Material to process:
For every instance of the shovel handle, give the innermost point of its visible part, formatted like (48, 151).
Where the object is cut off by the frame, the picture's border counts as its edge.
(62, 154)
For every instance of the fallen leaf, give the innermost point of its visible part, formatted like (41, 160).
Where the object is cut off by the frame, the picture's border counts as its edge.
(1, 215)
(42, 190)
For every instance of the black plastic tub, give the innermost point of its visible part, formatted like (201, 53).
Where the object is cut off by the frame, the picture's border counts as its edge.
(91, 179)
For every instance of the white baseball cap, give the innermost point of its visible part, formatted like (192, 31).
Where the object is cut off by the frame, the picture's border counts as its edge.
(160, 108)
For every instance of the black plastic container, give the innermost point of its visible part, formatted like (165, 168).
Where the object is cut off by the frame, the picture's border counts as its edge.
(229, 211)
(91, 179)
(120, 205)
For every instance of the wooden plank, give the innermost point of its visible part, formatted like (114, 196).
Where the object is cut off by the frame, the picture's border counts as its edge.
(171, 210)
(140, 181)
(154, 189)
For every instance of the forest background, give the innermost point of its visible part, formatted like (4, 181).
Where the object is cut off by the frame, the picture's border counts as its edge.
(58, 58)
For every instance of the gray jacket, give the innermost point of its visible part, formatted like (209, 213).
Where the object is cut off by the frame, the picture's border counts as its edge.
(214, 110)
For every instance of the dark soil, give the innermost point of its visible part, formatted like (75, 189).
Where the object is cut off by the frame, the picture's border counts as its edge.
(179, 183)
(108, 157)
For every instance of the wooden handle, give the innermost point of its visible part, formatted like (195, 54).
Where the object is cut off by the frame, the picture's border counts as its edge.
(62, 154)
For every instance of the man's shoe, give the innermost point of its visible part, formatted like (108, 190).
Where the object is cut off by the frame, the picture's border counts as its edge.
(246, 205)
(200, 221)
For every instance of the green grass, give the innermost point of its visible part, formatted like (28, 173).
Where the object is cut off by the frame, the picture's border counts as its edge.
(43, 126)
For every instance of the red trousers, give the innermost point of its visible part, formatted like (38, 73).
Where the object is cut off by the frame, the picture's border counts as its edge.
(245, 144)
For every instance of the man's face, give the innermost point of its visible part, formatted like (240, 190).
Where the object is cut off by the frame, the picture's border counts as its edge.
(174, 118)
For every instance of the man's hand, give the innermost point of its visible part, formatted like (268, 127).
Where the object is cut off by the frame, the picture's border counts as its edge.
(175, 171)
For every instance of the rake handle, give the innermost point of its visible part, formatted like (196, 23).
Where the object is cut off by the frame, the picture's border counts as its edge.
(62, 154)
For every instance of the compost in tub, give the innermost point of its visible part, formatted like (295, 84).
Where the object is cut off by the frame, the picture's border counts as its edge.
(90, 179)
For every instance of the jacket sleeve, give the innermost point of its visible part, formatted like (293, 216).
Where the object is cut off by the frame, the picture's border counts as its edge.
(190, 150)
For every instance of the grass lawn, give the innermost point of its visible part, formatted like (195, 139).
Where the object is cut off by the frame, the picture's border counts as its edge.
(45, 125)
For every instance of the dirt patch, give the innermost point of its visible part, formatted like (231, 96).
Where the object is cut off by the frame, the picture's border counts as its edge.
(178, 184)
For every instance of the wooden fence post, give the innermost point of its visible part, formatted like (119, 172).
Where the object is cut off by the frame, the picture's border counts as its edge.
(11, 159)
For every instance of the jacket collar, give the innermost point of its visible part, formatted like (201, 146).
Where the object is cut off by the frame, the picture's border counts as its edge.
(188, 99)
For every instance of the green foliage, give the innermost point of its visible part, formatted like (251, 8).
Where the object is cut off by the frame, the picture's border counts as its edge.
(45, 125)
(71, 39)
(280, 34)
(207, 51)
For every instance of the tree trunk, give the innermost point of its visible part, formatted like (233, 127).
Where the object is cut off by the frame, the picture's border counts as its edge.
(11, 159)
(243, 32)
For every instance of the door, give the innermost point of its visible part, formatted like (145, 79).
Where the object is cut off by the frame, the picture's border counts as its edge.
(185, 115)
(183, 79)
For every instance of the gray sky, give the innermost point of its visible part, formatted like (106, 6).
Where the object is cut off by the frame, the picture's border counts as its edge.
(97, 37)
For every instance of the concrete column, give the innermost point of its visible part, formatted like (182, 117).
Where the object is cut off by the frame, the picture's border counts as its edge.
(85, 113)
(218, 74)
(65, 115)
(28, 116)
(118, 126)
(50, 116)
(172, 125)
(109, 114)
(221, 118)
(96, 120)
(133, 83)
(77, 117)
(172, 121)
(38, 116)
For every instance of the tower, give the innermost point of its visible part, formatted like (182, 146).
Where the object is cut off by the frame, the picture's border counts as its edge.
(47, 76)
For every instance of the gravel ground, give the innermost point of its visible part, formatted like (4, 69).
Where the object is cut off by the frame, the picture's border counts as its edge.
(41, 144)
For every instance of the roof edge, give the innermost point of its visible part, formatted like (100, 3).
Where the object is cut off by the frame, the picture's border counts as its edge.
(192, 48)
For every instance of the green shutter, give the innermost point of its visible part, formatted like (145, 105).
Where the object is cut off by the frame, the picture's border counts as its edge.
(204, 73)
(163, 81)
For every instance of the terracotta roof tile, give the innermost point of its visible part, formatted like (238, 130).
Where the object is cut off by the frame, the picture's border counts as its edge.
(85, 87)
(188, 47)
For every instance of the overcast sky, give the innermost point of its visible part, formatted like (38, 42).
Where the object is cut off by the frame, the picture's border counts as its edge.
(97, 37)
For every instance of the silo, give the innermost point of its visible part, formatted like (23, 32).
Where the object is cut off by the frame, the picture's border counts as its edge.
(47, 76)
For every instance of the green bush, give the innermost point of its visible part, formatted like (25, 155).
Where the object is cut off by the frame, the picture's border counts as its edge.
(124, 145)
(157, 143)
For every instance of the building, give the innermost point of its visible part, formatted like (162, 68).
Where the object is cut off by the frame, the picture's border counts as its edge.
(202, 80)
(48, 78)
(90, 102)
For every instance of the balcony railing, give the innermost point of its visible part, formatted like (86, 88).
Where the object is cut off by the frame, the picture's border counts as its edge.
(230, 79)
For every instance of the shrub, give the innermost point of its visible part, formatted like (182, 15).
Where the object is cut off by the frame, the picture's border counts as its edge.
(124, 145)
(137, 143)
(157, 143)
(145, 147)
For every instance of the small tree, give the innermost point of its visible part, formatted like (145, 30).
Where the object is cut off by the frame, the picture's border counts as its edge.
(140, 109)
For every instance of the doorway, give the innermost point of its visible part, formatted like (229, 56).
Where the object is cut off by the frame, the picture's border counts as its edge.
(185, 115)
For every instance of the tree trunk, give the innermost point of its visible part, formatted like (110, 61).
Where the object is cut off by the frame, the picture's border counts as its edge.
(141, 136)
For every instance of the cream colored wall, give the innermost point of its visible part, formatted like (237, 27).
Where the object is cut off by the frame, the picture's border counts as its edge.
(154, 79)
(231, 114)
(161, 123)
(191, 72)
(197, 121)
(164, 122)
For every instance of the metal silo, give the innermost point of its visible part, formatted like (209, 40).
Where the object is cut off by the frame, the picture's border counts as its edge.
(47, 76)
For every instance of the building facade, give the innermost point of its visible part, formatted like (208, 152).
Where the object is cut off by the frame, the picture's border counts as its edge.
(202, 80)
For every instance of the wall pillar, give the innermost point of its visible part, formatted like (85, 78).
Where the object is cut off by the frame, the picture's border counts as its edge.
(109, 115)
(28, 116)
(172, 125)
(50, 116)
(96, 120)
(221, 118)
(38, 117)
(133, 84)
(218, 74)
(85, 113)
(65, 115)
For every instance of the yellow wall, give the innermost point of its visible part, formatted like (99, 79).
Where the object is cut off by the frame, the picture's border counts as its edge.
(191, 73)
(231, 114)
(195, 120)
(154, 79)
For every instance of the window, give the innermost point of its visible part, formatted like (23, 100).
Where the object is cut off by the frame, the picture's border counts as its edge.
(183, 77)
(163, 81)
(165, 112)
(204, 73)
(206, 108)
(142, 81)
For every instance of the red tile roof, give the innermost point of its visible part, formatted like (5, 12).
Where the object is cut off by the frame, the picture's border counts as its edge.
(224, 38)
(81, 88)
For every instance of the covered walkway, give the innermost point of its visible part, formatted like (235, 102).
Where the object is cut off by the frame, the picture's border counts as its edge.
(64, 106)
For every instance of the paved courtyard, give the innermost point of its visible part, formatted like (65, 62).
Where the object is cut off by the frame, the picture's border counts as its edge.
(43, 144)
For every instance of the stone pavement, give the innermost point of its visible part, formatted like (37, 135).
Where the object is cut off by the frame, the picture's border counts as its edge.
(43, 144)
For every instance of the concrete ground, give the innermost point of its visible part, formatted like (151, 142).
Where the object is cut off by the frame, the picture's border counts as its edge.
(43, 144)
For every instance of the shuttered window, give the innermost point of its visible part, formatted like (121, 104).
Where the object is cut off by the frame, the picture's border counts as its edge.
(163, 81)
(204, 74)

Task directions:
Look over the records above and filter for each line with the word "tile".

Response area:
For every instance of the terracotta roof tile, give the innermost point of its visible part, formatted like (238, 130).
For every instance of the red tile roof, give the innermost point of its visible part, formatted like (5, 12).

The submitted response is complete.